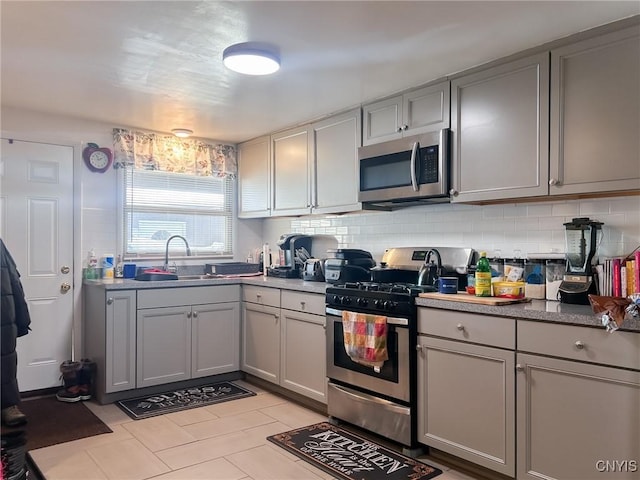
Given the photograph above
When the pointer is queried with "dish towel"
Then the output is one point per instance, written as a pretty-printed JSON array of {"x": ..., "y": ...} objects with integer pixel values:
[{"x": 365, "y": 338}]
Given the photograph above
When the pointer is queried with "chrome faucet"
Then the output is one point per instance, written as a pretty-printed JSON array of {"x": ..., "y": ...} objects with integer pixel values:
[{"x": 166, "y": 250}]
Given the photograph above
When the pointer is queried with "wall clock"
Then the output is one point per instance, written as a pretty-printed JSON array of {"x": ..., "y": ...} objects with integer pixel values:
[{"x": 97, "y": 159}]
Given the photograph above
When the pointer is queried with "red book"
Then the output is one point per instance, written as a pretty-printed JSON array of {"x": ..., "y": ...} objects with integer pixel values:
[{"x": 617, "y": 278}]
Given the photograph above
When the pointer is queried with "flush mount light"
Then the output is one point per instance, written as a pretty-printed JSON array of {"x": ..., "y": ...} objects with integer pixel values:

====

[THE TASK]
What is wanted is a copy of every line in the listing that includes the word "queried".

[SOLUTION FOR THIS PROBLEM]
When the pointer is queried with "dish towel"
When the pointer is queried with "chrome faucet"
When the pointer is queried with "wall clock"
When the pointer is queried with "red book"
When the pointer is queried with "flush mount light"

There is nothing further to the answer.